**DIRECTIONS**
In the records below, change "single point" to "lone point" in the lines that begin at the line containing "of the drainpipe" and continue through the end of the records, and give only those lines back with everything else unchanged.

**RAW RECORDS**
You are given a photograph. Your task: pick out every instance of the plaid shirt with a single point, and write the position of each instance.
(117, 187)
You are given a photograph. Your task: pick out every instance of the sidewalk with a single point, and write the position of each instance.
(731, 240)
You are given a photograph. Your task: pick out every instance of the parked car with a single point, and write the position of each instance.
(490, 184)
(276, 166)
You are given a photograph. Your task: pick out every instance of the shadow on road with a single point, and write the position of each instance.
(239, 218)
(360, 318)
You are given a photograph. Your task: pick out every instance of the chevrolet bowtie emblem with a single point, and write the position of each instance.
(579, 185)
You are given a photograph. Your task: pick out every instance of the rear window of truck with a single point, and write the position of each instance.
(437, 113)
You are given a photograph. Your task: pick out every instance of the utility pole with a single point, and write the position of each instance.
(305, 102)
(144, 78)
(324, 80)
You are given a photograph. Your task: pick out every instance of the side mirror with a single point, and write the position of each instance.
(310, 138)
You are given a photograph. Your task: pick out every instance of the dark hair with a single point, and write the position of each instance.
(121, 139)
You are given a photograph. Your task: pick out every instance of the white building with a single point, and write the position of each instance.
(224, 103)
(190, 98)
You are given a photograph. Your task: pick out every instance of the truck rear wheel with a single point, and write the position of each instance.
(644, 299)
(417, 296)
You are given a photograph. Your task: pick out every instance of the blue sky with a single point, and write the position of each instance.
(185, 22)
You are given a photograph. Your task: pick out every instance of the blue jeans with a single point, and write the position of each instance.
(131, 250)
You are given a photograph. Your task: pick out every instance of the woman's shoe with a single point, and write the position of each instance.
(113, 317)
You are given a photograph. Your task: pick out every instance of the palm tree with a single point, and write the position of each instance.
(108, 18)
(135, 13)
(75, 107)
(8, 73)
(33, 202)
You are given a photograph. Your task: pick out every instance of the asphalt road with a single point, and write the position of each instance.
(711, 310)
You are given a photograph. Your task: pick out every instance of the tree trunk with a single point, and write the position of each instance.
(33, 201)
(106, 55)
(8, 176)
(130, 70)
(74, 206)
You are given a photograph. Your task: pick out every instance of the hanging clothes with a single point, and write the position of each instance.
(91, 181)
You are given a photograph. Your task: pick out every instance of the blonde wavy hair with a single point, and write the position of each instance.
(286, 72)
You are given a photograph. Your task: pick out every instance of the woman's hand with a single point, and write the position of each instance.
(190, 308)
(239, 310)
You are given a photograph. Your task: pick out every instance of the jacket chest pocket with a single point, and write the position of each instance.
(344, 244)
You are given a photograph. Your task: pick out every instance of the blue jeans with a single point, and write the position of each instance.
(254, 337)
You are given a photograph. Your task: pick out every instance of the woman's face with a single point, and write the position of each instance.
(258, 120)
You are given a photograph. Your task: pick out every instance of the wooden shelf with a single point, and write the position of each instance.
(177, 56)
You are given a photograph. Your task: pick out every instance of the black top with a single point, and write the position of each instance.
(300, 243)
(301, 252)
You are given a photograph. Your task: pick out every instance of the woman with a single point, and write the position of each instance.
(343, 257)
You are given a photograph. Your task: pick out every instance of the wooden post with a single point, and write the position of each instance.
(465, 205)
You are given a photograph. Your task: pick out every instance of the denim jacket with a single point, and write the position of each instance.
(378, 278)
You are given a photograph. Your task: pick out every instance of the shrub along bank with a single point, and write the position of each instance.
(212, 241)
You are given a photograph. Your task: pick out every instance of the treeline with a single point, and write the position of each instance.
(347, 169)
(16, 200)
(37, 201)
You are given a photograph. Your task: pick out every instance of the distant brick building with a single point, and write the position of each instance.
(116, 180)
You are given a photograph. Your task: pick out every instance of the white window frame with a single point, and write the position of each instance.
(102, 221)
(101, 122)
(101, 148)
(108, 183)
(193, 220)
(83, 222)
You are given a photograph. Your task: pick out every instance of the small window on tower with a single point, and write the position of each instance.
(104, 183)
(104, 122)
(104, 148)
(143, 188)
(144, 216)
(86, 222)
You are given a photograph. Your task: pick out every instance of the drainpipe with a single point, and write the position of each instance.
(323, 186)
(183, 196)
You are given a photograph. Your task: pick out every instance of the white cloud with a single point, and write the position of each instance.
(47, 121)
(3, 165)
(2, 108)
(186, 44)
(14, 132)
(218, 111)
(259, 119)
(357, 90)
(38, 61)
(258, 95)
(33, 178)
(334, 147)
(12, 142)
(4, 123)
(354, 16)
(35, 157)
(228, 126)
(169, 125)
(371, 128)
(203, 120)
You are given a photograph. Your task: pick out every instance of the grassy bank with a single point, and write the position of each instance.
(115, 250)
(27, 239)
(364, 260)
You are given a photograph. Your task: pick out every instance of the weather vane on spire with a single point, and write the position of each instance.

**EXPECTED ANSWER**
You are given a photograph. Your task: pick out every instance of the drainpipe with a lone point, and write the position of each instance.
(323, 186)
(183, 196)
You are given a photograph. Your task: pick out every instance of the white cloud with a lone point, and write the position of each instance.
(47, 121)
(3, 165)
(2, 108)
(186, 44)
(14, 132)
(218, 111)
(259, 119)
(357, 90)
(38, 61)
(258, 95)
(33, 178)
(334, 147)
(12, 142)
(4, 123)
(354, 16)
(35, 157)
(228, 126)
(169, 125)
(371, 128)
(203, 120)
You are given a photograph. Your task: pick out every instance of the grassy bank with a lone point, and write the position of each instance.
(115, 250)
(27, 239)
(364, 260)
You are given a photograph. Your task: pick out every instance of the weather vane on spire with a lone point, and write the position of each instance.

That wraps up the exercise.